[Provided text]:
Losing the Venues of Classical Ritual

The documentary record of destruction and depopulation during the decade following 1467 paints a dire picture of urban devastation. Here are several representative examples:

Holding aged parents in their arms, pulling along wives and children behind them, the townspeople fled the city in a roar of cries. And none was left to fight the blaze. The fires burned over one hundred blocks, from Nijo in the south to Goryo in the north, from Odoneri in the west to Muromachi in the east. About 30,000 residences—of aristocrats, military men, great and small alike—went up in flames. Everything is now ruined.5

Across our charred land, all human traces have been extinguished. For blocks on end, birds are the sole sign of life.6

Like hornets’ nests, the sanctuaries of the eastern and western hills have all been burned and crushed.7

The Capital of Flowers of myriad ages is now a lair of foxes and wolves.8

Figure 6.1 shows the extent of fire damage sustained during the Onin years. Over the course of the conflict, the elite district of Kamigyo was razed several times. Data for Shimogyo is conjectural due to a lack of documentation, although it is possible that that part of the city was purposefully spared. Not only was it bereft of the homes of key political figures, its commoners played a critical role in the war effort as the providers of food and fighting implements to armies operating in the area.9

6.1. Mapoffire damage during the OninWar(1467-1477), indicated with shaded areas and dots for major temples, shrines, or palaces destroyed.

[Written instruction a]:
Repeat the stretch of the passage on the Onin War's destruction from "The Capital of" through "shrines, or palaces destroyed." word for word.

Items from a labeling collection
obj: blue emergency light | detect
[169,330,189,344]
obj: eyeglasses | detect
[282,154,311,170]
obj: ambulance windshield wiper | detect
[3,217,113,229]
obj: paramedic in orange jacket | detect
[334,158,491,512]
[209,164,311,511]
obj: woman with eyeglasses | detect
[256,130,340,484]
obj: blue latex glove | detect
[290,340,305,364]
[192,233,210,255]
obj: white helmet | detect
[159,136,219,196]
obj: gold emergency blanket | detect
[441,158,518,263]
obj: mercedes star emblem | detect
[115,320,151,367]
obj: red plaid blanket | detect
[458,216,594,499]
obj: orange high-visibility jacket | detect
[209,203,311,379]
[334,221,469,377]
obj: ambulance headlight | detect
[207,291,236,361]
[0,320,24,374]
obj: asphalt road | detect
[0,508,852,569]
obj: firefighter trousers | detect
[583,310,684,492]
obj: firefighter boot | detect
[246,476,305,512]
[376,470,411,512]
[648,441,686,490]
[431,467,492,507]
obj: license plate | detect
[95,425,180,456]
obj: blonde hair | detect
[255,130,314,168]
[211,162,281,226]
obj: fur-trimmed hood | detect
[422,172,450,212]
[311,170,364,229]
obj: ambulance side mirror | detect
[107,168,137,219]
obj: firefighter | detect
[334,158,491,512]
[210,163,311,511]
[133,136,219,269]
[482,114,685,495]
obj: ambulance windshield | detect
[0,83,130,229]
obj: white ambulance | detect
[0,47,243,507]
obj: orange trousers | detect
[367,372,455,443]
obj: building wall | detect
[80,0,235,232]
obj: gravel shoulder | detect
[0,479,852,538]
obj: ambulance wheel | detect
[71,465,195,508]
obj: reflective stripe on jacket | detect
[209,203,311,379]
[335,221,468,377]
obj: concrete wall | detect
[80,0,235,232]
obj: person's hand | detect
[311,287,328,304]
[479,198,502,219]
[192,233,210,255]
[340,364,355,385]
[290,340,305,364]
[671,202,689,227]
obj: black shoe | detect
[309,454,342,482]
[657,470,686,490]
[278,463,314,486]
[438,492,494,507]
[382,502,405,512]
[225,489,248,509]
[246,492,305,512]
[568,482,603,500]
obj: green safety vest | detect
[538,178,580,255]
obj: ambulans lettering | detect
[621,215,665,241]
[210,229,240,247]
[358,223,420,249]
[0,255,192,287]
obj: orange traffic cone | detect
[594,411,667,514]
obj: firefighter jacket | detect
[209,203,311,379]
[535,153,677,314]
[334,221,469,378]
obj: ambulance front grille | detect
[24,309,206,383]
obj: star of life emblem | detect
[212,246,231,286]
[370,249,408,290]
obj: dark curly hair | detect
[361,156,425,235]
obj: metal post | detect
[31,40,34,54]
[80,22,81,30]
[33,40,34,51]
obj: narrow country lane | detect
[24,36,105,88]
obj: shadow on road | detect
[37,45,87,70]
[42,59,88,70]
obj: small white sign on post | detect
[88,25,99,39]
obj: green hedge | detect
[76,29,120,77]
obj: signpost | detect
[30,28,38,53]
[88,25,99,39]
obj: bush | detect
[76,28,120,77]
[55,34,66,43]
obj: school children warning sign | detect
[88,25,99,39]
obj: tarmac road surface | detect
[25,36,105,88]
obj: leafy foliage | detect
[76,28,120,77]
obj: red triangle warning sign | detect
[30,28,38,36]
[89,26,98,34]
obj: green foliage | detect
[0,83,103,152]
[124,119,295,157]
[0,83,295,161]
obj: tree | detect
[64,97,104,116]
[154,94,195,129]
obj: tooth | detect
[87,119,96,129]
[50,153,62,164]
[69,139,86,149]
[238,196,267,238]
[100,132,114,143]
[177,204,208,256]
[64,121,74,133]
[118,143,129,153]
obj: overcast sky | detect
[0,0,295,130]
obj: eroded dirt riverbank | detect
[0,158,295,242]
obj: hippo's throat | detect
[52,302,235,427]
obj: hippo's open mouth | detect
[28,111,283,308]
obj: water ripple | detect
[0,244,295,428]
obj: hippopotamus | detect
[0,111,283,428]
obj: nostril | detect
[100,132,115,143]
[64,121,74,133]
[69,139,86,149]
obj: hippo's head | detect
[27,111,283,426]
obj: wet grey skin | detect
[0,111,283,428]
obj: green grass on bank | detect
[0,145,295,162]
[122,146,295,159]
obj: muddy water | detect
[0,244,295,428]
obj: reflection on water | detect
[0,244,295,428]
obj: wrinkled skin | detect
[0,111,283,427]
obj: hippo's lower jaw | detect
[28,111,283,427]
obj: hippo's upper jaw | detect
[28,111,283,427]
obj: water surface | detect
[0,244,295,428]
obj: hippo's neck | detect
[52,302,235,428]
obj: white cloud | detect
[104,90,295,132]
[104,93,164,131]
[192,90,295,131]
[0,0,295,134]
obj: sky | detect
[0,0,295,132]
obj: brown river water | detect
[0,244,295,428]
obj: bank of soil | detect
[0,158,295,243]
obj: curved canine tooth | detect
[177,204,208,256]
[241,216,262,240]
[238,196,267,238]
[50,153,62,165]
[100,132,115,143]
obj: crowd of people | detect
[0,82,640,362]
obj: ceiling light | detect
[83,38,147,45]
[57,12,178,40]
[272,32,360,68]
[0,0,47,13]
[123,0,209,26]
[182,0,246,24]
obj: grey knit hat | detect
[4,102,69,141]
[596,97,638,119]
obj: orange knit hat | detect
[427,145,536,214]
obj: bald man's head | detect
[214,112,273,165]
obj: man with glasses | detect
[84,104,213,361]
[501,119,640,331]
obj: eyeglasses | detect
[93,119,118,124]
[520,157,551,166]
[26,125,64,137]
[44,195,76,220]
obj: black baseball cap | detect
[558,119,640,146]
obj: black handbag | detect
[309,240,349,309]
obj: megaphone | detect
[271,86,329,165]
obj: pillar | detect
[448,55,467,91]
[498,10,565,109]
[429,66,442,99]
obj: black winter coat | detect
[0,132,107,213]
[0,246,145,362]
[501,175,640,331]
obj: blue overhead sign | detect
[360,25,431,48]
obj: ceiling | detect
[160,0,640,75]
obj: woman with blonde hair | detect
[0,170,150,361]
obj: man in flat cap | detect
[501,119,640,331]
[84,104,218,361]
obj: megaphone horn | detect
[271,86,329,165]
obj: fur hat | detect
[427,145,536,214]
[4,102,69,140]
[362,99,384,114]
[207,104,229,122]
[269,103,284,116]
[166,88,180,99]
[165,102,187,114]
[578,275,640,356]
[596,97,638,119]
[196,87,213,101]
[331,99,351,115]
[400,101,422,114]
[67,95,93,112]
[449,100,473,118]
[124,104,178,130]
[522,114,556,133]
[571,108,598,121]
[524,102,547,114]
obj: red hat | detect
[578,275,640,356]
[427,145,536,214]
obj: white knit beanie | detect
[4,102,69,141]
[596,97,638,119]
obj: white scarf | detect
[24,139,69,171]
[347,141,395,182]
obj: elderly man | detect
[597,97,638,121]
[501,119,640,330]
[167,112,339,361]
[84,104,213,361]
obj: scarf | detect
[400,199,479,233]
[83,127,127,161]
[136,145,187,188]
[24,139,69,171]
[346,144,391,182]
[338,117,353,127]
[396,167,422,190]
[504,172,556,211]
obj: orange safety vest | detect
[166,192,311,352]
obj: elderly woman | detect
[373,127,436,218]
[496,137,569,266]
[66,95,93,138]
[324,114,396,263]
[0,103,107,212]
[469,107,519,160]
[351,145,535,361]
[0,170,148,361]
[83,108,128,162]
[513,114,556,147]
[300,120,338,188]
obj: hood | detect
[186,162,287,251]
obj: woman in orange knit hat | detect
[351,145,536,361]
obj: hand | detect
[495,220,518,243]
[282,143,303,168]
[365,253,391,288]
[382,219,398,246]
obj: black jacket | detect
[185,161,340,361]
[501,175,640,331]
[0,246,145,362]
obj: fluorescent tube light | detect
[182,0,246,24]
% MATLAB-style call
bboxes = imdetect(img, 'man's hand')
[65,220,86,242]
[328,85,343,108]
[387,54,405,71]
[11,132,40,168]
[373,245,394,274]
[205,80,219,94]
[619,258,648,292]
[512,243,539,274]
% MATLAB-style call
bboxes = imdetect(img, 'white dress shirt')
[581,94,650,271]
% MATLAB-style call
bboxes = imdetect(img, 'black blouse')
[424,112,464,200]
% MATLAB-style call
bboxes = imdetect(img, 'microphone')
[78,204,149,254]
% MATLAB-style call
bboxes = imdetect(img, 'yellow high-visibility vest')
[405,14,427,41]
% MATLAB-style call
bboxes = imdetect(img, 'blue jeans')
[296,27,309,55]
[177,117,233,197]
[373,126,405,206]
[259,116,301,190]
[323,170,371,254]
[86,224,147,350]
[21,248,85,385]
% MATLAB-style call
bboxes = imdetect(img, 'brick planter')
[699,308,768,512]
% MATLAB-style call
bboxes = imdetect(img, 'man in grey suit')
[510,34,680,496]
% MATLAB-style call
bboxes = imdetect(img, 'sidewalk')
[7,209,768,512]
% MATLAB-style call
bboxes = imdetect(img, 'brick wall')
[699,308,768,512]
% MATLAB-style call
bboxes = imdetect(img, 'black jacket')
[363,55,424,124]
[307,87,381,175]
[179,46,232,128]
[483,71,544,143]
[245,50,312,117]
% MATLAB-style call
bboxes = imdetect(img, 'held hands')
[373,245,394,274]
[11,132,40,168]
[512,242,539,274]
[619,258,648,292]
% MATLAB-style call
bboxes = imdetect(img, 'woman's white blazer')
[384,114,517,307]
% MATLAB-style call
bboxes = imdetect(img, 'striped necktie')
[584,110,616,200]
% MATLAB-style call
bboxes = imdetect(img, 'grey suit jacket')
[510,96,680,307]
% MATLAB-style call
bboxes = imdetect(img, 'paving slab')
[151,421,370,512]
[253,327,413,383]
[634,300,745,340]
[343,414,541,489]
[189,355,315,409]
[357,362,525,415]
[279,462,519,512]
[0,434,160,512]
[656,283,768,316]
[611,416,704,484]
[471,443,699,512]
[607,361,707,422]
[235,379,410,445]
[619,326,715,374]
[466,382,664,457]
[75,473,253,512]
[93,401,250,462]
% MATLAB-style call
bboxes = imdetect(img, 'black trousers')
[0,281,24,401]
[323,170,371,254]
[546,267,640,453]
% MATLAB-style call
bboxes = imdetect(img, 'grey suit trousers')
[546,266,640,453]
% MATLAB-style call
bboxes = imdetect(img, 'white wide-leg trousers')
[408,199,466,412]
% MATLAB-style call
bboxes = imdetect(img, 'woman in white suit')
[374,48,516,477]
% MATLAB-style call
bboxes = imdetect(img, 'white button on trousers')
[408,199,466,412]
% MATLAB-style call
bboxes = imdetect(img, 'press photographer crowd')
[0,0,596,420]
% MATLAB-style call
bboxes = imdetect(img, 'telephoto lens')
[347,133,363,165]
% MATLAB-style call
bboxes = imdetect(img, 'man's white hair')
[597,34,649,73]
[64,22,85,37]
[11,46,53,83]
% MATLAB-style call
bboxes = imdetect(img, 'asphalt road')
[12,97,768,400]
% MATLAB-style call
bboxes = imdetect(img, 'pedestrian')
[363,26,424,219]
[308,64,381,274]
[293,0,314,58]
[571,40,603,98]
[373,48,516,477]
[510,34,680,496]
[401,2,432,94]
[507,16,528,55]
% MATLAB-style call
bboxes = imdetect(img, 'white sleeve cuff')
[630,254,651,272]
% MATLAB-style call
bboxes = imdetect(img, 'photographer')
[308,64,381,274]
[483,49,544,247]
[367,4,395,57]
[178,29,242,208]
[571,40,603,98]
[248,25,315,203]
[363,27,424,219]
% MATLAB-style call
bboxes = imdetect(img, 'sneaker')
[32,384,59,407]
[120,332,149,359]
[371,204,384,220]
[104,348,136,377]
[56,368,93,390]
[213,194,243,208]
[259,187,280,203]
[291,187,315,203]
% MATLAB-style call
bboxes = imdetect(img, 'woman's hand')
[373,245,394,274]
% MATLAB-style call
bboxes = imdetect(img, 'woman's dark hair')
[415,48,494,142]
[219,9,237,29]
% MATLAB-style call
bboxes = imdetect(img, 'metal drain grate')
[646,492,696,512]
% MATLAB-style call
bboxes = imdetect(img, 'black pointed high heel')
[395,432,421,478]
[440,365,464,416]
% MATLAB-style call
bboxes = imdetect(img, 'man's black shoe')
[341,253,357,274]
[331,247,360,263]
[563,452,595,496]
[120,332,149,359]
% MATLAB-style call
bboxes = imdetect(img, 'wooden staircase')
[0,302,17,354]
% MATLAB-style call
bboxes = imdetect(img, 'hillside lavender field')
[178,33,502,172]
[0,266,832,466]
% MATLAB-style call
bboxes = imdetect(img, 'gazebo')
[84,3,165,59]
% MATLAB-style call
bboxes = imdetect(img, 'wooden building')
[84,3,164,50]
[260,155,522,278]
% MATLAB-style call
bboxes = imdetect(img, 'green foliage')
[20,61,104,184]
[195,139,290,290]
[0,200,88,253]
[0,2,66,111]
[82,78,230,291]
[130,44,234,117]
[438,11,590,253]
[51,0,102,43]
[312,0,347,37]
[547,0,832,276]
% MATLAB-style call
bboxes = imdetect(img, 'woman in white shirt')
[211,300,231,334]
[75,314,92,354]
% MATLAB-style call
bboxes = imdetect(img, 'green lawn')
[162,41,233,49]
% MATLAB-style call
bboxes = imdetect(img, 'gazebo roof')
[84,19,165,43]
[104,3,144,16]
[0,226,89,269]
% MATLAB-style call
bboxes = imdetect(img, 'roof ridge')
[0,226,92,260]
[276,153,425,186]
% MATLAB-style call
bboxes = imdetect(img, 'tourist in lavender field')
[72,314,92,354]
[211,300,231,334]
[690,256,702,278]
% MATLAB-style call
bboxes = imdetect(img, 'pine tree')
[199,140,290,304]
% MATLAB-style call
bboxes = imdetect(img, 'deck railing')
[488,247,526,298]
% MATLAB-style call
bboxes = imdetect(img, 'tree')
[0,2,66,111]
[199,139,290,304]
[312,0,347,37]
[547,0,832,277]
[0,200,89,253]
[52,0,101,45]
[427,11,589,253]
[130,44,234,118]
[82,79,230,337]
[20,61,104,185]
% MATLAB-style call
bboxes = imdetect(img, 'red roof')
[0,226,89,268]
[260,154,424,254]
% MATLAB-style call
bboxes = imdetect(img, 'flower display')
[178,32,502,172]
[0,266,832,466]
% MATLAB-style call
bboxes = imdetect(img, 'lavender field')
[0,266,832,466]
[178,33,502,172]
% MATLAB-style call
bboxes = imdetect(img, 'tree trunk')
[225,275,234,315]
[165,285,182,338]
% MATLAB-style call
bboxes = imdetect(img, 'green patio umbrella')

[Written instruction b]:
Reproduce the records verbatim, covering only the stretch from the start of the records through the line containing "[107,168,137,219]", with that line included.

[Reply a]:
The Capital of Flowers of myriad ages is now a lair of foxes and wolves.8

Figure 6.1 shows the extent of fire damage sustained during the Onin years. Over the course of the conflict, the elite district of Kamigyo was razed several times. Data for Shimogyo is conjectural due to a lack of documentation, although it is possible that that part of the city was purposefully spared. Not only was it bereft of the homes of key political figures, its commoners played a critical role in the war effort as the providers of food and fighting implements to armies operating in the area.9

6.1. Mapoffire damage during the OninWar(1467-1477), indicated with shaded areas and dots for major temples, shrines, or palaces destroyed.

[Reply b]:
obj: blue emergency light | detect
[169,330,189,344]
obj: eyeglasses | detect
[282,154,311,170]
obj: ambulance windshield wiper | detect
[3,217,113,229]
obj: paramedic in orange jacket | detect
[334,158,491,512]
[209,164,311,511]
obj: woman with eyeglasses | detect
[256,130,340,484]
obj: blue latex glove | detect
[290,340,305,364]
[192,233,210,255]
obj: white helmet | detect
[159,136,219,196]
obj: gold emergency blanket | detect
[441,158,518,263]
obj: mercedes star emblem | detect
[115,320,151,367]
obj: red plaid blanket | detect
[458,216,594,499]
obj: orange high-visibility jacket | detect
[209,203,311,379]
[334,221,469,377]
obj: ambulance headlight | detect
[207,291,236,361]
[0,320,24,374]
obj: asphalt road | detect
[0,508,852,569]
obj: firefighter trousers | detect
[583,310,684,492]
obj: firefighter boot | detect
[246,476,305,512]
[376,470,411,512]
[648,441,686,490]
[431,467,492,507]
obj: license plate | detect
[95,425,180,456]
obj: blonde hair | detect
[255,130,314,168]
[211,162,281,226]
obj: fur-trimmed hood | detect
[422,172,450,212]
[311,170,364,229]
obj: ambulance side mirror | detect
[107,168,137,219]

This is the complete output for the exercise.